§ **Excerpt provided**
○ ○ ○

Even as many stores enjoyed a rise in sales in March and even into April, drop-offs are starting to occur, especially among dealers catering to large contractors and builders. The viability of many businesses will be threatened, should the restrictions continue for many more weeks or even months.
According to a survey done by the Canadian Federation of Independent Business about the impact of the global pandemic, 62 percent of businesses would not be able to quickly shift more than 10 percent of sales to online or telephone options. The research highlights other significant challenges:
- 42 percent are worried about having to close their business permanently;
- 32 percent of those who have had to close are unsure if they will be able to reopen;
- 25 percent say they can survive less than a month under the current conditions;
- 22 percent have no sales or revenues, and a third have seen declines of 51 percent to 99 percent of their gross revenues; and
- the average cost of COVID-19 on small businesses so far is $206,000.
Amanda Fancy at Gow’s Home Hardware and Furniture in Bridgewater, N.S., is holding together on the retail front. But behind the scenes, she’s worried. “The sky fell on March 15,” she says. Now, a month later, she says she needs half a million dollars in additional financing to keep going.
The feds have expanded one program that may help. The qualification requirements for the $40K Canadian Emergency Business Account (CEBA) have been loosened. Now, retailers with payrolls of $20,000 to $1.5 million in 2019 will be eligible to apply for the loan. The loans are made directly through the retailer’s business bank account.
But she’s also pragmatic. If the store closes its doors, she’s ready for curbside pickup and wireless pay. “I’m happy that we’re considered an essential service. But if we’re not, we’ll be prepared for this.”

○ ○ ○

Saved entries

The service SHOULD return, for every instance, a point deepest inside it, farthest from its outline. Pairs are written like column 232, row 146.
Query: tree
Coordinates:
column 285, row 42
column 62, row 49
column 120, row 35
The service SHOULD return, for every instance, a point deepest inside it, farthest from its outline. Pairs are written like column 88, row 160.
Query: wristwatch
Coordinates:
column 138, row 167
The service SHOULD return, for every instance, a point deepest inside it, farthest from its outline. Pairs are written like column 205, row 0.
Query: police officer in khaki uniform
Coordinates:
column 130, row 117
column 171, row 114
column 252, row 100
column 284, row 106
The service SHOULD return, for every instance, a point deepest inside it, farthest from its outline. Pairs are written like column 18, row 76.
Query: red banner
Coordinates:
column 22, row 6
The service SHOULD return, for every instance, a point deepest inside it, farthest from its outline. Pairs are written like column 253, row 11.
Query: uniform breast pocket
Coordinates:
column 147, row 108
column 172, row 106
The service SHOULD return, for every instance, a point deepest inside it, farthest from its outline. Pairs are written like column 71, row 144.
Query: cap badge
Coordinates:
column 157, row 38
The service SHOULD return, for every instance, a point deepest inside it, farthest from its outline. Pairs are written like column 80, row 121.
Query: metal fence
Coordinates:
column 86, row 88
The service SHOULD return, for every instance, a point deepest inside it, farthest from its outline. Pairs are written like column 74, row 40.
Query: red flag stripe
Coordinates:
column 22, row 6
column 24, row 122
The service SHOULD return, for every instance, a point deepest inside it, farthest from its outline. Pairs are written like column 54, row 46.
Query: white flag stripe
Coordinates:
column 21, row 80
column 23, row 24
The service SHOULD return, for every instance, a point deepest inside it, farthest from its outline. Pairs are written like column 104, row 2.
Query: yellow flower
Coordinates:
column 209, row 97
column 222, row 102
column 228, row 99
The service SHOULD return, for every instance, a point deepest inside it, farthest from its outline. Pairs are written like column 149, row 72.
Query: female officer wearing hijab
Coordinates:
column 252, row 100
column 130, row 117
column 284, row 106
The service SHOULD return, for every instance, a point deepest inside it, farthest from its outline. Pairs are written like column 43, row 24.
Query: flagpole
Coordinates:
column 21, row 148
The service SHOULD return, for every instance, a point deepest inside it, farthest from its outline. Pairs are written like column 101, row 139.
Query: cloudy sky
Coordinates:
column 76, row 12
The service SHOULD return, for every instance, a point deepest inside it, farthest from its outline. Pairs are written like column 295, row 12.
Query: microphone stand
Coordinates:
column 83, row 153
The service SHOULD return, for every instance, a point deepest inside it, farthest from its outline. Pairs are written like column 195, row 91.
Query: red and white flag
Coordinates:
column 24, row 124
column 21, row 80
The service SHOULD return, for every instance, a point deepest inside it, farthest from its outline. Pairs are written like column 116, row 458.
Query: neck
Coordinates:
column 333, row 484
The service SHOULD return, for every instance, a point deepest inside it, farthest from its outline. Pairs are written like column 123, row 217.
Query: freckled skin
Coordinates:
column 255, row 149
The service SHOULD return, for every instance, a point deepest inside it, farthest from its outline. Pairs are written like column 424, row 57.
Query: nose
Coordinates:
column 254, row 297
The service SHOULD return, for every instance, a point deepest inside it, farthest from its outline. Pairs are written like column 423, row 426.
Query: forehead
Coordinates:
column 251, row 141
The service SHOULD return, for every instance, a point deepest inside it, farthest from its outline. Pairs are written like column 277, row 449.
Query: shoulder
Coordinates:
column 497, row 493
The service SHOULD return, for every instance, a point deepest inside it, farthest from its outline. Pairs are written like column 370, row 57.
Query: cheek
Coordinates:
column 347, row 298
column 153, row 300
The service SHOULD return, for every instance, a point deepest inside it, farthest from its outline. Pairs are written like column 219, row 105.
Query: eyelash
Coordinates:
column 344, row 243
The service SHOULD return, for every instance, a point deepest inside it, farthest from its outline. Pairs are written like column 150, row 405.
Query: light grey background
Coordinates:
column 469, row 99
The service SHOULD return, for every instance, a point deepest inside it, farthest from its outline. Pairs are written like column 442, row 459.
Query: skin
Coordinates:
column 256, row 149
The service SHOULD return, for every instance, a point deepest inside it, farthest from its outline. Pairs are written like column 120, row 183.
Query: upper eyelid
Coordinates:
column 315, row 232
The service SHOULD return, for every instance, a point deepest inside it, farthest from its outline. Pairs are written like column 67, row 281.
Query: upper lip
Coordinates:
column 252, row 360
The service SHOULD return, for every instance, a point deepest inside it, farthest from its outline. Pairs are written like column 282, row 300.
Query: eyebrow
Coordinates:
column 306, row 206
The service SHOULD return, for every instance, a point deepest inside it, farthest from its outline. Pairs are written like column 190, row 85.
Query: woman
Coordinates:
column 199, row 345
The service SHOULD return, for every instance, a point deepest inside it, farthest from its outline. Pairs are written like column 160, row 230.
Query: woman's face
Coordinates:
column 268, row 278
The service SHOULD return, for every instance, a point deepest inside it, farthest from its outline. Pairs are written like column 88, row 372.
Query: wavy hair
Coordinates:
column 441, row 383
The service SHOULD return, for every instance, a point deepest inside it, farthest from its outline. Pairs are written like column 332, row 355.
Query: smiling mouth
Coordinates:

○ ○ ○

§ **Required action 1**
Answer these questions using the article on pandemic retail:
(a) What percent of businesses are worried about having to close permanently?
(b) In what town is Gow’s Home Hardware and Furniture located?
(c) What is the dollar amount of the Canadian Emergency Business Account?
§ **Required action 2**
For each statement, say whether the article on pandemic retail agrees with it, and quote the words that decide it:
(a) The average cost of COVID-19 on small businesses so far is $206,000.
(b) Loans from the Canadian Emergency Business Account are made through a separate government portal.
(c) Amanda Fancy says she needs a million dollars in additional financing.
§ **Required action 3**
Reproduce the part of the article on pandemic retail that starts at "Even as many" and ends at "or even months.".

§ **Exercise answer 1**
(a) 42 percent
(b) Bridgewater, N.S.
(c) $40K

§ **Exercise answer 2**
(a) Yes: "the average cost of COVID-19 on small businesses so far is $206,000"
(b) No: "The loans are made directly through the retailer’s business bank account."
(c) No: "she needs half a million dollars in additional financing to keep going"

§ **Exercise answer 3**
Even as many stores enjoyed a rise in sales in March and even into April, drop-offs are starting to occur, especially among dealers catering to large contractors and builders. The viability of many businesses will be threatened, should the restrictions continue for many more weeks or even months.